* Problem to solve:
Among the records below, the line containing "Where can you spot the black" marks the start. Output it and all lines after it exactly.
----
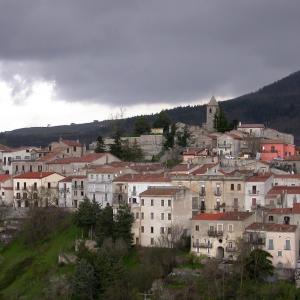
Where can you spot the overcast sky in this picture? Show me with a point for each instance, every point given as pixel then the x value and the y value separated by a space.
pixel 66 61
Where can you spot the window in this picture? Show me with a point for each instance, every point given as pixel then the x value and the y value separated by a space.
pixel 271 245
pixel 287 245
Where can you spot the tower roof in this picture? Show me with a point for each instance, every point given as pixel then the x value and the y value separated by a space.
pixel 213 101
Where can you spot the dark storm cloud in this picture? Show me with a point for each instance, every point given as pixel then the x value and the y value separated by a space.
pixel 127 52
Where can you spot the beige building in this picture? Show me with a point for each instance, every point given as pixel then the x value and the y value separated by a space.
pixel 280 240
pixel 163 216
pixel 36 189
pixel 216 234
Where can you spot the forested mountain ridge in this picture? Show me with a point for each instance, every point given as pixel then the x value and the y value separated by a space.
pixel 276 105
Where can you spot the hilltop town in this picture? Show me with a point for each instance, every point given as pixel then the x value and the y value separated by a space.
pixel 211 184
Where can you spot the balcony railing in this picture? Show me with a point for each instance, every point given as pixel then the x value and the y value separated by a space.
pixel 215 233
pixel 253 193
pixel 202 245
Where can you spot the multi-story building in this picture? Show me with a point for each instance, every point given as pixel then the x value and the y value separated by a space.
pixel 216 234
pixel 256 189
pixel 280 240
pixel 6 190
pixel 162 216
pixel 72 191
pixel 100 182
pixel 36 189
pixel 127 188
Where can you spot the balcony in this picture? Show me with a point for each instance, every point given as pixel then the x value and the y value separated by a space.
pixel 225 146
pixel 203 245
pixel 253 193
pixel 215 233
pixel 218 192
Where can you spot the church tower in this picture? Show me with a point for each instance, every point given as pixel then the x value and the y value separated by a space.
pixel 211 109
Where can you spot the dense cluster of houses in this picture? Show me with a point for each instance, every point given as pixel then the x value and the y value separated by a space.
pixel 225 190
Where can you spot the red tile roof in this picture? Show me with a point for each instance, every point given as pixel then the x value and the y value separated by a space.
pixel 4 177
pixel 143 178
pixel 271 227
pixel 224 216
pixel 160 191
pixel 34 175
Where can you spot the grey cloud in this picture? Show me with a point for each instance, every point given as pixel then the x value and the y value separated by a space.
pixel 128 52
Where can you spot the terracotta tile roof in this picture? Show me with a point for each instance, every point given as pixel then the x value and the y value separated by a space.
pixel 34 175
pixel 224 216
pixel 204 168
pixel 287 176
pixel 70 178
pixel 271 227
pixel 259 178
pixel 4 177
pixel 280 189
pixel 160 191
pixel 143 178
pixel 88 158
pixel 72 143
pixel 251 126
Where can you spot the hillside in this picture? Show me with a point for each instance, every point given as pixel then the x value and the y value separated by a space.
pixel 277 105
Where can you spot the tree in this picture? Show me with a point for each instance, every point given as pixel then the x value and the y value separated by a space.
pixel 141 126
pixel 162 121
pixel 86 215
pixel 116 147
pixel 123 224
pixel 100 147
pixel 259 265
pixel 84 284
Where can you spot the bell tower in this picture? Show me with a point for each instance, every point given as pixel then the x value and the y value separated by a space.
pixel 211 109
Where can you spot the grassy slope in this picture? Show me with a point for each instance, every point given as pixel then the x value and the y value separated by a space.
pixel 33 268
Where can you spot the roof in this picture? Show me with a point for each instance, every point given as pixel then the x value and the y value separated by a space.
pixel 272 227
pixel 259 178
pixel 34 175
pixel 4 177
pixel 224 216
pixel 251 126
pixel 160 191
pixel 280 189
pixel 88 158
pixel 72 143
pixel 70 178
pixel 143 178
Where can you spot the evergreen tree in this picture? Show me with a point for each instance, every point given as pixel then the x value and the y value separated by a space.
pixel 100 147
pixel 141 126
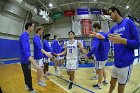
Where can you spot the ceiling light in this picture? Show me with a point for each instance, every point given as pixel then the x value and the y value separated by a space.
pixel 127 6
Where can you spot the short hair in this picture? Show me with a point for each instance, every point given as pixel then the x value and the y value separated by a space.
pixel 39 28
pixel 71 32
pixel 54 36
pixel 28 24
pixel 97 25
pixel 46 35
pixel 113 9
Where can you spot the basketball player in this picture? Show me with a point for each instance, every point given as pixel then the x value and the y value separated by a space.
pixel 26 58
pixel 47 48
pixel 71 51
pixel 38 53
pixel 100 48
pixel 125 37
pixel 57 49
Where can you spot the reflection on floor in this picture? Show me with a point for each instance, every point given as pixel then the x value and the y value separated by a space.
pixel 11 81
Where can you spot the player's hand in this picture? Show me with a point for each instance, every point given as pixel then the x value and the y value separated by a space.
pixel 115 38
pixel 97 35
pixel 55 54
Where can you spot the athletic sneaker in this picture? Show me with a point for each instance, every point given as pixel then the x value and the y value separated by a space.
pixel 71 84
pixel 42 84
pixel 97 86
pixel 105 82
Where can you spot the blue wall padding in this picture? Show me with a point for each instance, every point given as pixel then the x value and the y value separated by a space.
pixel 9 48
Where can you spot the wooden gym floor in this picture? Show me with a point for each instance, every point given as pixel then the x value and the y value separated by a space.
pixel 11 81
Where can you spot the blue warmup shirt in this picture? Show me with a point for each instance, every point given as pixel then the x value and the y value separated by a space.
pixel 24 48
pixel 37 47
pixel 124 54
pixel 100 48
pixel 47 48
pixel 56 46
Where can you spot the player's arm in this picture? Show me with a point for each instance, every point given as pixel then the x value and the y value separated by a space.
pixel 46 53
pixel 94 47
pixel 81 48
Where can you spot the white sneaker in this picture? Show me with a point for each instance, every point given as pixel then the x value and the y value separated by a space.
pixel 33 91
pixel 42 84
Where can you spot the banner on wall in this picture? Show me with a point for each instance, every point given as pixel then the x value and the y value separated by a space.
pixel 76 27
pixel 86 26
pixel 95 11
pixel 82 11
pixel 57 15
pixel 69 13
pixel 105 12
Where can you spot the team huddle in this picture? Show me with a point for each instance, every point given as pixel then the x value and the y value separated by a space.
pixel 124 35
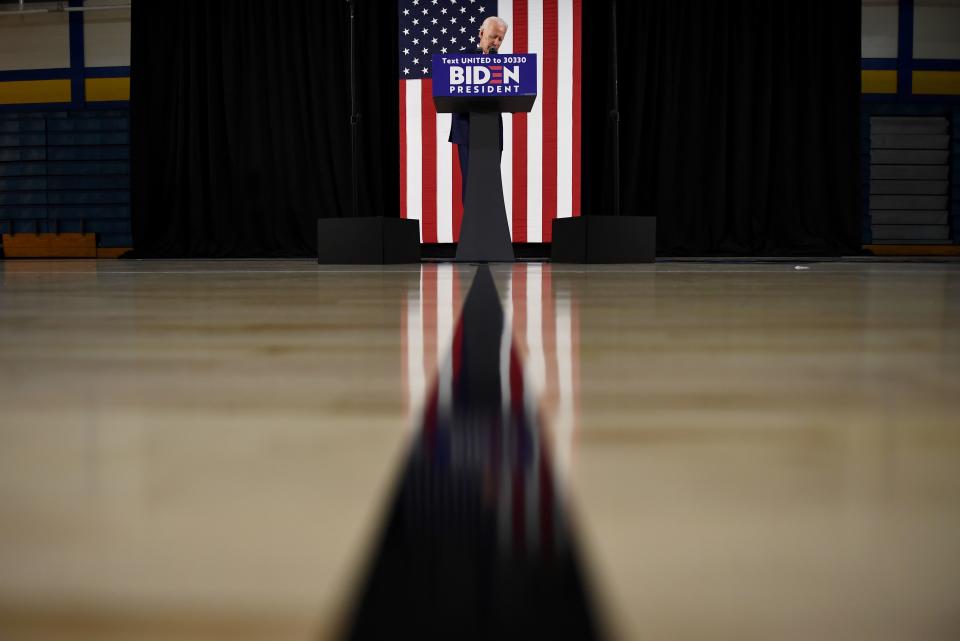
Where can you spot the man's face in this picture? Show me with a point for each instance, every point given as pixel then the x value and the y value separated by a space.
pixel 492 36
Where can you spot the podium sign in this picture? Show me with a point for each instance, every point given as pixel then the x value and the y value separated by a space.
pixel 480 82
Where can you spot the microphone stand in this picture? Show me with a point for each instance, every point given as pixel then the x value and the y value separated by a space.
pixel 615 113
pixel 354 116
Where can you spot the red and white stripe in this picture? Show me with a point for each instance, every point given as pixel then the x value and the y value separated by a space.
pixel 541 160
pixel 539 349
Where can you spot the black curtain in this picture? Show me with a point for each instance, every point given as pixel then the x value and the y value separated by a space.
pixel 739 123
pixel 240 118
----
* Answer to the problem:
Where can you spot the black curtain in this picture? Show me with a point for each instance, every point given as pixel then the x value and the y value separated by a space.
pixel 739 123
pixel 240 118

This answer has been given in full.